» Document text:
— begin —

After its liberation Dachau continued as a detention centre – now with Germans being held on suspicion of war crimes. SS guards and Nazi officials were imprisoned there awaiting trial and it was only three years later that the site was handed over to the Bavarian authorities. A housing development was subsequently built to house refugees and homeless people.
Through the 1950s and into the 1960s pressure grew from survivors and families of those who had died in Dachau to establish a memorial there. In 1960 a chapel was dedicated on the site and in 1962 the Bavarian Government and the committee representing survivors, the Comite International de Dachau, agreed to establish a proper memorial on the site. In 1965 a new Documentation Centre was opened and the former camp was formally established as a memorial site.
The establishment of a memorial at Dachau was mirrored by similar developments at other concentration camp sites across Germany and beyond. The twenty years taken was a reflection of two things.
Many camps were destroyed by the Allies or by the retreating Germans themselves. Many former concentration camps were, however, pressed into service as camps by the Allies either to hold suspected war criminals or, later, German refugees expelled from Eastern Europe. Only after those uses had expired did thinking start about the fate of these emotionally-charged places.
Furthermore the Allied occupation powers and, later, the post-war German authorities were not initially particularly interested in tackling the issue which was only pursued as a result of survivor pressure. For the Americans and the British the priorities were dealing with the Cold War threat from the former ally, the Soviet Union, and building up the West German economy. For the Germans, as they regained the levers of power in the 1950s, confronting the Nazi past was too difficult – particularly in conservative Bavaria. But for the concerted and long-running pressure from survivors of Dachau and the families of those who had died there the site would almost certainly not have been established as a memorial in the 1960s.
Since then, the Dachau site has been changed a number of times. In addition to a central memorial where the main roll-call area once stood there are now two reconstructed barracks and recreated foundations to mark the location of thirty other barracks buildings. The original barracks were demolished but not until the 1960s once they had served their usefulness in housing refugees. Also visible are the gatehouse, the watch towers and the crematorium; the maintenance building where the main Documentation Centre is housed and four religious chapels are also on the site. In November 2014 the iconic ‘Arbeit macht frei’ (Work sets you free) sign on the camp gates at Dachau was stolen.
Plans for the future development include bringing the herb garden, where prisoners were used as forced labour, into the memorial site as currently this is outside the area permitted to visitors. There are also plans for new exhibitions in one of the reconstituted barracks.

— end —

» Written task:
Reproduce the passage of the Dachau memorial text between "Through the 1950s" and "a memorial site.", inclusive.

» Data provided:
— begin —

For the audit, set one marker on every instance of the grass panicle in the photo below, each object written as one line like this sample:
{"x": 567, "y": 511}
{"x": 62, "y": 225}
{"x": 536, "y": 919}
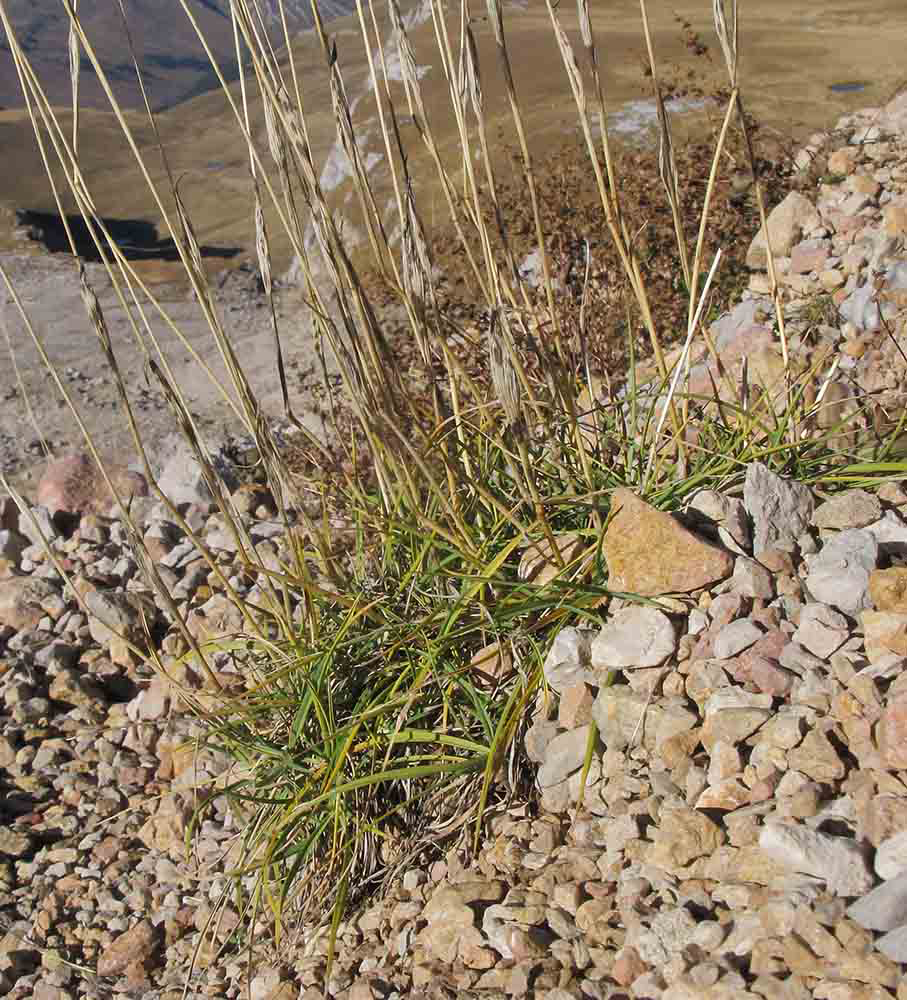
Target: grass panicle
{"x": 367, "y": 729}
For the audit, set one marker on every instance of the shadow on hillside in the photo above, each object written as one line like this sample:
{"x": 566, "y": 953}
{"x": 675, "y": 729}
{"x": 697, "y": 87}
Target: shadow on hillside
{"x": 136, "y": 238}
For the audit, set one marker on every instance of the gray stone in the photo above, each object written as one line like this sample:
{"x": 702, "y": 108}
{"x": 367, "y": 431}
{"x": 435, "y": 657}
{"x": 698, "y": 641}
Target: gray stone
{"x": 563, "y": 755}
{"x": 569, "y": 660}
{"x": 115, "y": 613}
{"x": 634, "y": 637}
{"x": 781, "y": 509}
{"x": 822, "y": 630}
{"x": 625, "y": 717}
{"x": 891, "y": 856}
{"x": 883, "y": 909}
{"x": 890, "y": 532}
{"x": 538, "y": 736}
{"x": 789, "y": 221}
{"x": 12, "y": 545}
{"x": 735, "y": 637}
{"x": 181, "y": 478}
{"x": 670, "y": 931}
{"x": 853, "y": 509}
{"x": 893, "y": 945}
{"x": 840, "y": 861}
{"x": 726, "y": 516}
{"x": 56, "y": 655}
{"x": 839, "y": 574}
{"x": 752, "y": 579}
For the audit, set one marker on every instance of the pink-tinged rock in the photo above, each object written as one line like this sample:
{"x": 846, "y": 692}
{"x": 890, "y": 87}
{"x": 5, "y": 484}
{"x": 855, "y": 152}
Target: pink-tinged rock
{"x": 786, "y": 223}
{"x": 808, "y": 256}
{"x": 21, "y": 599}
{"x": 650, "y": 553}
{"x": 844, "y": 224}
{"x": 726, "y": 796}
{"x": 891, "y": 734}
{"x": 73, "y": 483}
{"x": 140, "y": 944}
{"x": 768, "y": 677}
{"x": 842, "y": 161}
{"x": 894, "y": 217}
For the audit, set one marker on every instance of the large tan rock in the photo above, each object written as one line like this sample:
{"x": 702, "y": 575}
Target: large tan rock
{"x": 73, "y": 483}
{"x": 140, "y": 944}
{"x": 651, "y": 553}
{"x": 787, "y": 223}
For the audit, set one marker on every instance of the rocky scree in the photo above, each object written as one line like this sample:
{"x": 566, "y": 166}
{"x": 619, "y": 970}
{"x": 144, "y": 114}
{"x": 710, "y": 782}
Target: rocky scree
{"x": 742, "y": 828}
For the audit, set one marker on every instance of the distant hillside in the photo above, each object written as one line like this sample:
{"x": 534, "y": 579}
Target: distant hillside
{"x": 173, "y": 61}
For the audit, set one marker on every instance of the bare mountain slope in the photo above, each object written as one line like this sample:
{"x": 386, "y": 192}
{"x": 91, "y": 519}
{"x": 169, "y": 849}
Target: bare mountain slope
{"x": 168, "y": 49}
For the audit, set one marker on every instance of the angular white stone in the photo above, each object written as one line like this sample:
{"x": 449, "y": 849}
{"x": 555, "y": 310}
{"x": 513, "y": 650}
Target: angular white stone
{"x": 891, "y": 856}
{"x": 634, "y": 637}
{"x": 840, "y": 861}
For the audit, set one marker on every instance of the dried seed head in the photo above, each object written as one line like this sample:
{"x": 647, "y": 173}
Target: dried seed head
{"x": 726, "y": 28}
{"x": 261, "y": 246}
{"x": 195, "y": 256}
{"x": 497, "y": 21}
{"x": 570, "y": 65}
{"x": 472, "y": 82}
{"x": 585, "y": 24}
{"x": 74, "y": 60}
{"x": 667, "y": 167}
{"x": 275, "y": 138}
{"x": 503, "y": 373}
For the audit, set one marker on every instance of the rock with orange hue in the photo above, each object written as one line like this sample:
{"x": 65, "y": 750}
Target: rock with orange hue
{"x": 651, "y": 553}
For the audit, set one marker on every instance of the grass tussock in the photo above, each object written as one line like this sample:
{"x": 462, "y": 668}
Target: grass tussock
{"x": 394, "y": 655}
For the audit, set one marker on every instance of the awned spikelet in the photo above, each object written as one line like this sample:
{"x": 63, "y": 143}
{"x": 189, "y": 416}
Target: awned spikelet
{"x": 503, "y": 373}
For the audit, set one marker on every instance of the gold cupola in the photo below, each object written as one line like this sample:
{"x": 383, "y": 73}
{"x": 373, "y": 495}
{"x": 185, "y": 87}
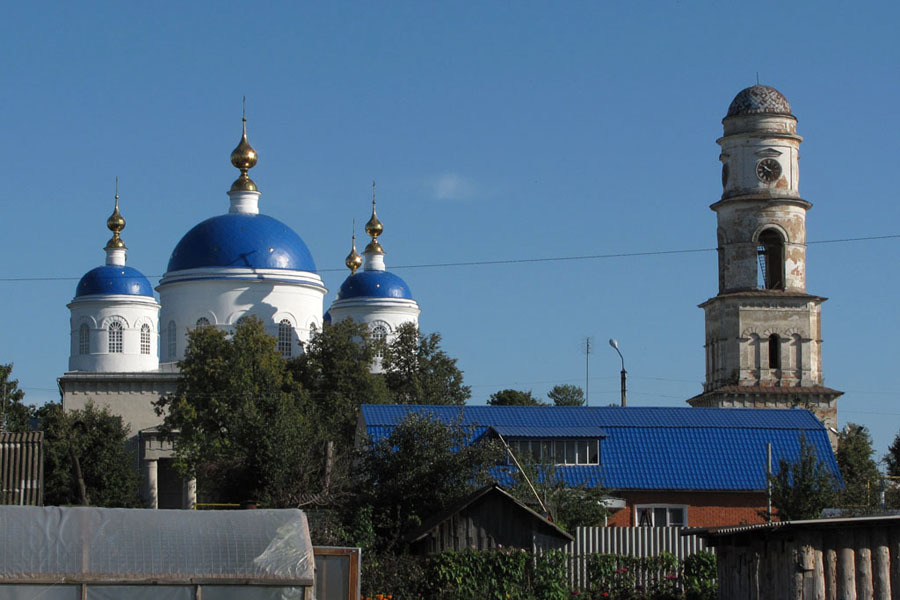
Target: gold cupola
{"x": 374, "y": 228}
{"x": 244, "y": 157}
{"x": 115, "y": 223}
{"x": 353, "y": 260}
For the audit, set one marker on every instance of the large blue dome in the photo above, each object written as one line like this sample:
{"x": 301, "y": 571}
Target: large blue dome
{"x": 374, "y": 284}
{"x": 242, "y": 240}
{"x": 112, "y": 279}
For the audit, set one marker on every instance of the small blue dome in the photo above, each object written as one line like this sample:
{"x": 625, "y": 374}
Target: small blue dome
{"x": 374, "y": 284}
{"x": 110, "y": 279}
{"x": 242, "y": 240}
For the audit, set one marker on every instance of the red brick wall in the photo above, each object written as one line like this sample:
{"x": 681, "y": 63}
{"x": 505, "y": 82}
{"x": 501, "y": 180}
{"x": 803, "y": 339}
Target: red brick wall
{"x": 704, "y": 509}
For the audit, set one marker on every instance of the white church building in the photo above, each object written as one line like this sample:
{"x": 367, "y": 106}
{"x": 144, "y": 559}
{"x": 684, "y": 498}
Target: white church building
{"x": 763, "y": 329}
{"x": 125, "y": 345}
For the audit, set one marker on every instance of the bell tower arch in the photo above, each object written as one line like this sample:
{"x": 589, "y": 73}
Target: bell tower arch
{"x": 763, "y": 330}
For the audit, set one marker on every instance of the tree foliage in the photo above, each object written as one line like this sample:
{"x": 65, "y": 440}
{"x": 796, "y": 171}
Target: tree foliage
{"x": 240, "y": 419}
{"x": 16, "y": 413}
{"x": 418, "y": 371}
{"x": 566, "y": 395}
{"x": 335, "y": 370}
{"x": 421, "y": 468}
{"x": 803, "y": 487}
{"x": 97, "y": 439}
{"x": 858, "y": 469}
{"x": 514, "y": 398}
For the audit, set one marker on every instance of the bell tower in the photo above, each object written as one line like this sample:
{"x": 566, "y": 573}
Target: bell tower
{"x": 763, "y": 330}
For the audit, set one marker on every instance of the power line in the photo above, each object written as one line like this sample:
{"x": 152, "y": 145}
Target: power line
{"x": 512, "y": 261}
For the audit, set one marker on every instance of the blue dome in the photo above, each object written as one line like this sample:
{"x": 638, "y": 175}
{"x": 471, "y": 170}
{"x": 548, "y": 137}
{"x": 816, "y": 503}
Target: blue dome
{"x": 110, "y": 279}
{"x": 242, "y": 240}
{"x": 374, "y": 284}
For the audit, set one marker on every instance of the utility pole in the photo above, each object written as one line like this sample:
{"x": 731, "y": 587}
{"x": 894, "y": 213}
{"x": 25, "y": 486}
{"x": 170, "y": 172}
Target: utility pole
{"x": 587, "y": 371}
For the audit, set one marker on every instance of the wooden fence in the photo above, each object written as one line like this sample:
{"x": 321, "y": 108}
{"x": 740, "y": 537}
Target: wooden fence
{"x": 21, "y": 468}
{"x": 640, "y": 542}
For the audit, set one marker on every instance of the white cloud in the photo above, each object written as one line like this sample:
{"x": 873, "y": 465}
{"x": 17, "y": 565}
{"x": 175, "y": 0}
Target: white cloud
{"x": 452, "y": 186}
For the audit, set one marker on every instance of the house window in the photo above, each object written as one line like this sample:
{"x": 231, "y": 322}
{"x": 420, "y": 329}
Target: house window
{"x": 285, "y": 336}
{"x": 170, "y": 340}
{"x": 660, "y": 515}
{"x": 84, "y": 339}
{"x": 115, "y": 337}
{"x": 145, "y": 339}
{"x": 558, "y": 452}
{"x": 770, "y": 250}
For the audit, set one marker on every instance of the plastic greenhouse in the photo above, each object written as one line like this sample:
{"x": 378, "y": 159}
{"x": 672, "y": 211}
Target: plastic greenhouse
{"x": 131, "y": 554}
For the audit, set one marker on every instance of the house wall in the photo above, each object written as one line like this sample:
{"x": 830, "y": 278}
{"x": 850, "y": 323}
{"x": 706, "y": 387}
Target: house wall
{"x": 704, "y": 509}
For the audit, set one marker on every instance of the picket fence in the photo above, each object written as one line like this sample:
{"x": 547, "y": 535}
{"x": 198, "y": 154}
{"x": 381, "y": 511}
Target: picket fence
{"x": 641, "y": 542}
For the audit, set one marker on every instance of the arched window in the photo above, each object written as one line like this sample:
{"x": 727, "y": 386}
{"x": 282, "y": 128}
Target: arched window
{"x": 285, "y": 337}
{"x": 84, "y": 339}
{"x": 115, "y": 337}
{"x": 770, "y": 250}
{"x": 379, "y": 336}
{"x": 145, "y": 339}
{"x": 170, "y": 340}
{"x": 774, "y": 351}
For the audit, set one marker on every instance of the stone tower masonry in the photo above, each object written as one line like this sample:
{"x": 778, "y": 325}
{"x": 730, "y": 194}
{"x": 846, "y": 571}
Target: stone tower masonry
{"x": 763, "y": 330}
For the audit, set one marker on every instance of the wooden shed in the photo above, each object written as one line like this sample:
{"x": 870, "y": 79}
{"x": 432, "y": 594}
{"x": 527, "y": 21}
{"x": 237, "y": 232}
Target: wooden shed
{"x": 488, "y": 518}
{"x": 22, "y": 468}
{"x": 822, "y": 559}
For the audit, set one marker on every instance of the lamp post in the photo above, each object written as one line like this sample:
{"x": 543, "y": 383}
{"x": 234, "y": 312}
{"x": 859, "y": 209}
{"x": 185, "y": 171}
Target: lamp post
{"x": 615, "y": 345}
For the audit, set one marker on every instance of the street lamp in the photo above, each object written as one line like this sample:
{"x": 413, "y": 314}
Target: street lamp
{"x": 615, "y": 345}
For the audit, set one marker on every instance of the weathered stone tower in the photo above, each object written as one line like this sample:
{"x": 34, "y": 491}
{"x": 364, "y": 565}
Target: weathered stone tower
{"x": 763, "y": 331}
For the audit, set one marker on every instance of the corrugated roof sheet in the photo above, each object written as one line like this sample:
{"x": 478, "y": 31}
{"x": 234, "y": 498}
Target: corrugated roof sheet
{"x": 656, "y": 448}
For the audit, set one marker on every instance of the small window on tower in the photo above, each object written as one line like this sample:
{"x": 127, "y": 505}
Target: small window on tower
{"x": 285, "y": 337}
{"x": 145, "y": 339}
{"x": 84, "y": 339}
{"x": 770, "y": 250}
{"x": 379, "y": 337}
{"x": 774, "y": 351}
{"x": 170, "y": 340}
{"x": 115, "y": 337}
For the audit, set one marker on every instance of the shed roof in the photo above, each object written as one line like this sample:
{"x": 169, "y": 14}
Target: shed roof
{"x": 550, "y": 527}
{"x": 658, "y": 448}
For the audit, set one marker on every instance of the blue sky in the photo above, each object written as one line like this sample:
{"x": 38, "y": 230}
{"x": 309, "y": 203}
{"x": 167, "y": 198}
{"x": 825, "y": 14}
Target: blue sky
{"x": 496, "y": 131}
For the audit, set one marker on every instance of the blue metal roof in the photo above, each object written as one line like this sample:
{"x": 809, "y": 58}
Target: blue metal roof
{"x": 112, "y": 279}
{"x": 658, "y": 448}
{"x": 374, "y": 284}
{"x": 242, "y": 240}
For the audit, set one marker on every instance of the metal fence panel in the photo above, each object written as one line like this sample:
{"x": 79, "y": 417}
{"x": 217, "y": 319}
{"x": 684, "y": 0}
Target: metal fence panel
{"x": 640, "y": 542}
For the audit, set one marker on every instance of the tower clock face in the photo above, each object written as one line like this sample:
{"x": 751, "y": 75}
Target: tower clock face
{"x": 768, "y": 170}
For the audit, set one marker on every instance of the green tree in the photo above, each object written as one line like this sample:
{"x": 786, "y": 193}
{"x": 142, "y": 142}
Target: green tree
{"x": 803, "y": 487}
{"x": 335, "y": 370}
{"x": 96, "y": 439}
{"x": 858, "y": 469}
{"x": 15, "y": 413}
{"x": 240, "y": 419}
{"x": 514, "y": 398}
{"x": 421, "y": 468}
{"x": 566, "y": 395}
{"x": 418, "y": 371}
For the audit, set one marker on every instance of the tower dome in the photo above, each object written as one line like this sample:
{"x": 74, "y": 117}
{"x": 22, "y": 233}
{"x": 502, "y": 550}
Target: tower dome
{"x": 114, "y": 314}
{"x": 237, "y": 264}
{"x": 374, "y": 296}
{"x": 759, "y": 99}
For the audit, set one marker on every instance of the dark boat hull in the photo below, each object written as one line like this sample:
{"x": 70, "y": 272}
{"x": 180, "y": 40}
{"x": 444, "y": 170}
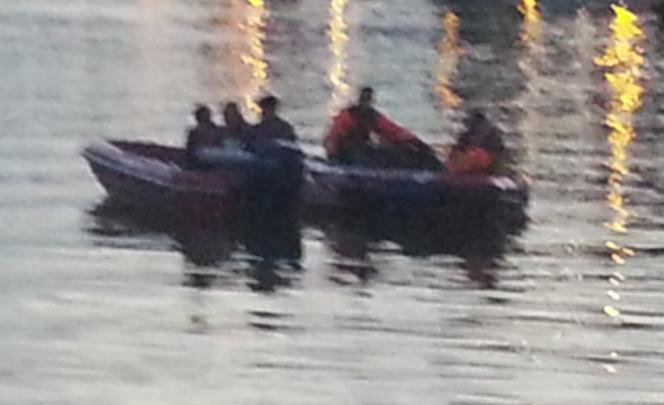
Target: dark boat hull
{"x": 154, "y": 178}
{"x": 151, "y": 178}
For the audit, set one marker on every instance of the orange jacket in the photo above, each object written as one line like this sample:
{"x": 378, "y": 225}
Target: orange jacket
{"x": 347, "y": 130}
{"x": 474, "y": 160}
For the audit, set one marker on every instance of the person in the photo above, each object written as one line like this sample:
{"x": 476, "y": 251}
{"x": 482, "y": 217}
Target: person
{"x": 479, "y": 149}
{"x": 349, "y": 138}
{"x": 235, "y": 133}
{"x": 276, "y": 179}
{"x": 204, "y": 134}
{"x": 271, "y": 126}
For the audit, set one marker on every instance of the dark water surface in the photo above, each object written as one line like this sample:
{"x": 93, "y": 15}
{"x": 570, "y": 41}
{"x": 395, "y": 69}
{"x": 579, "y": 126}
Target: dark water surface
{"x": 97, "y": 308}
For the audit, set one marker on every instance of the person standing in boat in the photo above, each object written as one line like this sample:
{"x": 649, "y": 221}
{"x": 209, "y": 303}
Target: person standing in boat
{"x": 479, "y": 149}
{"x": 271, "y": 125}
{"x": 276, "y": 179}
{"x": 349, "y": 139}
{"x": 203, "y": 135}
{"x": 235, "y": 132}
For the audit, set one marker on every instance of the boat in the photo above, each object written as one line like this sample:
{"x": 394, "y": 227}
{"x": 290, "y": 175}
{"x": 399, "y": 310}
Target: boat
{"x": 155, "y": 177}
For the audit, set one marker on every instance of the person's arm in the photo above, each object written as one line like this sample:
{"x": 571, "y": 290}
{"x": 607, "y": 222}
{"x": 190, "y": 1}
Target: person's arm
{"x": 475, "y": 160}
{"x": 341, "y": 125}
{"x": 393, "y": 132}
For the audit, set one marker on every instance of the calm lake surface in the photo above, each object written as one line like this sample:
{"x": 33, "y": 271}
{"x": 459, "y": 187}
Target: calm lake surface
{"x": 95, "y": 308}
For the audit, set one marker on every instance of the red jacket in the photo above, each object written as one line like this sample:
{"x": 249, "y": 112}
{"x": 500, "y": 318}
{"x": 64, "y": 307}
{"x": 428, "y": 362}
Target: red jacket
{"x": 348, "y": 131}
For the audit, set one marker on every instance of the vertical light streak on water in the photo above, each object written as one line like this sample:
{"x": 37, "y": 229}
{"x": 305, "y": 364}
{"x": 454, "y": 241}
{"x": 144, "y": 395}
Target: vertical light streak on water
{"x": 337, "y": 34}
{"x": 254, "y": 57}
{"x": 450, "y": 53}
{"x": 153, "y": 45}
{"x": 530, "y": 37}
{"x": 623, "y": 61}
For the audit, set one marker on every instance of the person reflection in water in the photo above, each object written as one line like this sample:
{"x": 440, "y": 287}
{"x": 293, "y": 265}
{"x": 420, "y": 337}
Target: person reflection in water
{"x": 204, "y": 134}
{"x": 235, "y": 131}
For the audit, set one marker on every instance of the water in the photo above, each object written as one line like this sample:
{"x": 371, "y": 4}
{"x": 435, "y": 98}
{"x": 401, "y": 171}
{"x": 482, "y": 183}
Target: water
{"x": 97, "y": 309}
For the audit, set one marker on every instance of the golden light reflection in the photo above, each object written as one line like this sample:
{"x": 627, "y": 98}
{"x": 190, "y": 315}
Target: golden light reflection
{"x": 533, "y": 52}
{"x": 623, "y": 60}
{"x": 531, "y": 21}
{"x": 254, "y": 57}
{"x": 338, "y": 36}
{"x": 450, "y": 52}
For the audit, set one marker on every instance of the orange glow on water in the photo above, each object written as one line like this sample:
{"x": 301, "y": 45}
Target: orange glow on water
{"x": 450, "y": 53}
{"x": 531, "y": 17}
{"x": 254, "y": 29}
{"x": 623, "y": 60}
{"x": 338, "y": 36}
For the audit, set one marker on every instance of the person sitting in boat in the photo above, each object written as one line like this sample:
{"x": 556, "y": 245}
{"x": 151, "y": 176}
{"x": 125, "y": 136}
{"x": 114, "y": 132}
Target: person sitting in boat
{"x": 235, "y": 132}
{"x": 203, "y": 135}
{"x": 271, "y": 126}
{"x": 479, "y": 149}
{"x": 349, "y": 140}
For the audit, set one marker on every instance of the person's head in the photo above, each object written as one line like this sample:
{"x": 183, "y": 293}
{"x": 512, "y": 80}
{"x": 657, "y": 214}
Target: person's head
{"x": 366, "y": 98}
{"x": 232, "y": 115}
{"x": 268, "y": 105}
{"x": 476, "y": 119}
{"x": 202, "y": 114}
{"x": 476, "y": 123}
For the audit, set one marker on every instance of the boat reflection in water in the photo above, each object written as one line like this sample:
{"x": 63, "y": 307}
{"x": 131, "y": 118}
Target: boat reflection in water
{"x": 266, "y": 254}
{"x": 478, "y": 234}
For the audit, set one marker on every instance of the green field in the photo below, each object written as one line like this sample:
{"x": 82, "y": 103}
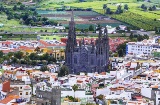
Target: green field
{"x": 135, "y": 16}
{"x": 14, "y": 26}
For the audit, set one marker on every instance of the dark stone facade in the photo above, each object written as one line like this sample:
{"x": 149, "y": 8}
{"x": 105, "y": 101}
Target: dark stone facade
{"x": 88, "y": 58}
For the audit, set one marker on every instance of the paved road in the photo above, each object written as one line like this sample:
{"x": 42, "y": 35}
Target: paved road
{"x": 46, "y": 33}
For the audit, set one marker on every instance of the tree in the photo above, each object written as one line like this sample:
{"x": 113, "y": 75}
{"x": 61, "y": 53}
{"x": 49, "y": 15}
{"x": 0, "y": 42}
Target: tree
{"x": 150, "y": 9}
{"x": 22, "y": 7}
{"x": 75, "y": 88}
{"x": 108, "y": 11}
{"x": 37, "y": 50}
{"x": 44, "y": 68}
{"x": 126, "y": 7}
{"x": 131, "y": 36}
{"x": 121, "y": 49}
{"x": 33, "y": 56}
{"x": 18, "y": 55}
{"x": 15, "y": 8}
{"x": 63, "y": 71}
{"x": 120, "y": 53}
{"x": 1, "y": 54}
{"x": 142, "y": 6}
{"x": 154, "y": 8}
{"x": 14, "y": 60}
{"x": 91, "y": 28}
{"x": 104, "y": 7}
{"x": 139, "y": 38}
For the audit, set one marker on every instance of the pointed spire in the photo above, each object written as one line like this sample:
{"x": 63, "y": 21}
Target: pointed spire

— end —

» Expected answer:
Through the 1950s and into the 1960s pressure grew from survivors and families of those who had died in Dachau to establish a memorial there. In 1960 a chapel was dedicated on the site and in 1962 the Bavarian Government and the committee representing survivors, the Comite International de Dachau, agreed to establish a proper memorial on the site. In 1965 a new Documentation Centre was opened and the former camp was formally established as a memorial site.